____ Supplied entries
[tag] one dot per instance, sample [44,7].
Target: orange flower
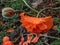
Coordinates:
[36,25]
[6,41]
[10,30]
[6,38]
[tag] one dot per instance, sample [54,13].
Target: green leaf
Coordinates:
[56,42]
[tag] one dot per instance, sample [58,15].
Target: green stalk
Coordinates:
[30,7]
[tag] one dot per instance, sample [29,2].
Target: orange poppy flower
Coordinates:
[6,41]
[6,38]
[10,30]
[36,25]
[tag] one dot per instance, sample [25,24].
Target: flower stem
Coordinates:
[29,6]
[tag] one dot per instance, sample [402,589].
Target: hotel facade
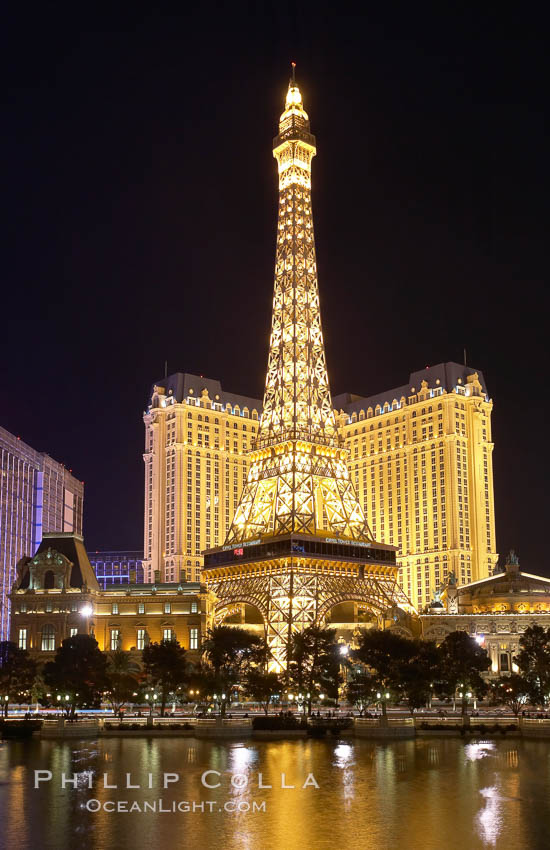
________
## How to complete this task:
Restate it all word for word: every record, no pictures.

## Result of the task:
[tag] one dot per instance, sample [44,7].
Target: orange flower
Coordinates:
[36,25]
[6,41]
[10,30]
[6,38]
[tag] one dot per instance, sample [54,13].
Target: green leaf
Coordinates:
[56,42]
[tag] one dot per instance, sample [58,15].
Target: green stalk
Coordinates:
[30,7]
[tag] one dot per instance, sample [29,2].
Target: orange poppy flower
Coordinates:
[6,41]
[6,38]
[10,30]
[36,25]
[tag] one dot per instance, sample [25,24].
Target: flower stem
Coordinates:
[29,6]
[tag] one dot per instance, sample [402,589].
Target: hotel facade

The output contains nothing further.